▶ _Text extract_
Author | Lee Child |
---|---|
Language | English |
Series | Jack Reacher |
Release number | 6 |
Genre | Thriller novel |
Publisher | Bantam Press (UK) Putnam (US) |
Publication date | 9 May 2002 |
Publication place | United Kingdom |
Media type | Print (hardcover and paperback) |
Pages | 432 |
ISBN | 0-399-14861-2 |
OCLC | 48256711 |
813/.54 21 | |
LC Class | PS3553.H4838 W58 2002 |
Preceded by | Echo Burning |
Followed by | Persuader |
Without Fail is the sixth book in the Jack Reacher series written by Lee Child. It was published by Putnam in 2002. It is written in the third person. In the novel, retired military police officer Jack Reacher is asked by the Secret Service to help track down assassins who are threatening the Vice President-Elect.
Jack Reacher arrives in Atlantic City after hitching a ride cross-country with a couple of aging blues musicians who dream of playing at B.B. King's club in New York City. He is approached there by Secret Service Agent M.E. Froelich, who had dated Reacher's brother Joe, a fellow Secret Service agent, before his death Killing Floor . Froelich hires Reacher to conduct a "security audit" of the Secret Service's protection of Vice President-elect Brook Armstrong, the junior senator from North Dakota.
Armstrong attends a meeting and photo-op with prominent bankers on Wall Street, a campaign event in Bismarck with the newly elected senator from North Dakota, and a fundraising event in Washington, D.C. Reacher reveals to Froelich that he hired his old colleague from the military police, Chicago security consultant Frances Neagley, to help with the "audit." Working together, Reacher and Neagley say that they could have killed the Vice President three times for sure, and once probably, in three days.
Froelich reveals that the Secret Service has been receiving letters from someone threatening to kill Armstrong. Armstrong has been kept from knowing about them. She and her supervisor, a man named Stuyvesant, agree to hire Reacher and Neagley to help their investigation. Later, Reacher tries on one of his brother's suits which had been left behind following Joe's break-up with Froelich. Froelich sleeps with Jack with whom she has been flirting but, although denied by her, there is some question whether Froelich likes Jack or it is just the reminder of the similar looking Joe. Froelich asks why Neagley and Reacher never had a relationship and he tells her that, for reasons she will not disclose, Neagley has a fear of being touched by others.

▶ _Tasks to complete_
a. List the events that Brook Armstrong attends according to the Without Fail article.
b. Retype everything in the Without Fail article from "Armstrong attends a" down to "in three days.".
c. Summarize the Without Fail article in two sentences.

▶ _Raw data_
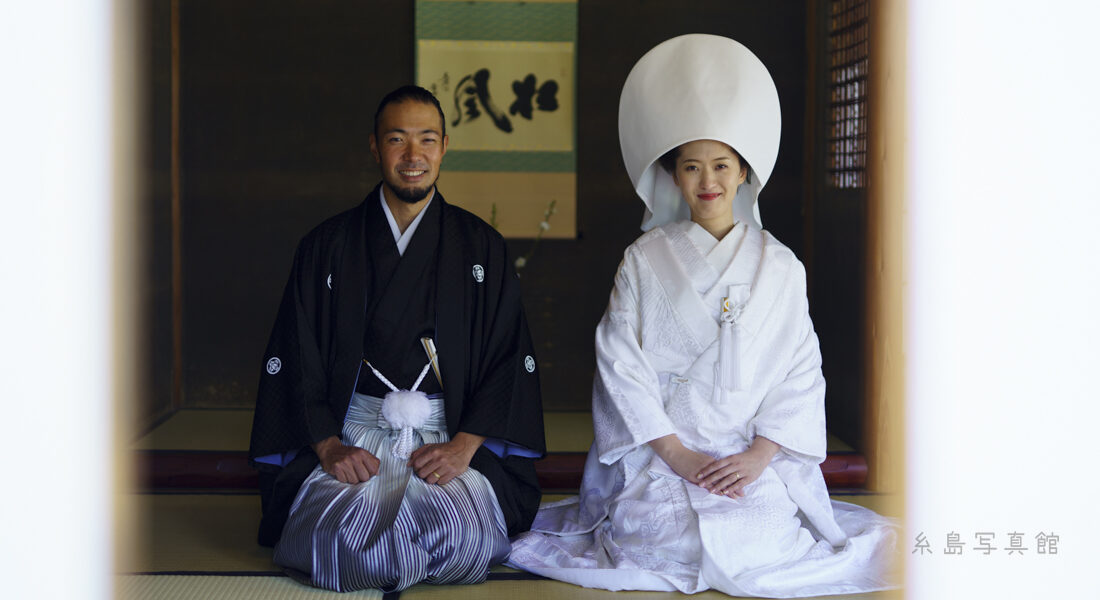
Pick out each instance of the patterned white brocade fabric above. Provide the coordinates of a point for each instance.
(637, 525)
(394, 530)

▶ _Exercise responses_
a.
- A meeting and photo-op with prominent bankers on Wall Street
- A campaign event in Bismarck with the newly elected senator from North Dakota
- A fundraising event in Washington, D.C.

b.
Armstrong attends a meeting and photo-op with prominent bankers on Wall Street, a campaign event in Bismarck with the newly elected senator from North Dakota, and a fundraising event in Washington, D.C. Reacher reveals to Froelich that he hired his old colleague from the military police, Chicago security consultant Frances Neagley, to help with the "audit." Working together, Reacher and Neagley say that they could have killed the Vice President three times for sure, and once probably, in three days.

c. Without Fail, the sixth Jack Reacher novel by Lee Child, was published by Putnam in 2002 and has the Secret Service asking Reacher to help track down assassins threatening the Vice President-Elect. Secret Service agent M.E. Froelich, who once dated Reacher's late brother Joe, hires Reacher to audit the protection of Vice President-elect Brook Armstrong, and after she reveals that letters have threatened Armstrong's life, Reacher and his former colleague Frances Neagley are hired to help with the investigation.